— begin Records for the task —

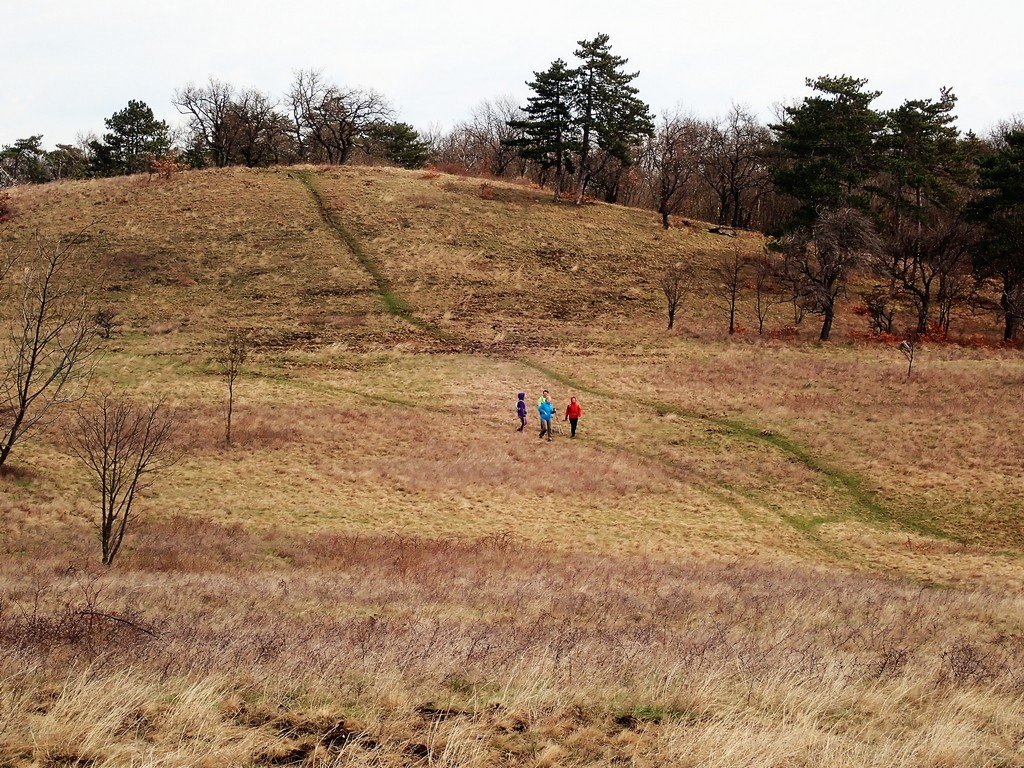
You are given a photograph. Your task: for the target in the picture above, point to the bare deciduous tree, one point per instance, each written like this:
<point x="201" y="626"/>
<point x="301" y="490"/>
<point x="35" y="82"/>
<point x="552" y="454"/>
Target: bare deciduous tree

— end Records for the task —

* What the exercise asks *
Print every line of the listing above unchanged, leaving out the picture.

* Result for this task *
You are given a photograph. Your task: for the target in the picture above, point to the bare deciduous tree, one point per instance, each written like this:
<point x="201" y="626"/>
<point x="301" y="490"/>
<point x="35" y="82"/>
<point x="552" y="454"/>
Target: bare deciduous tree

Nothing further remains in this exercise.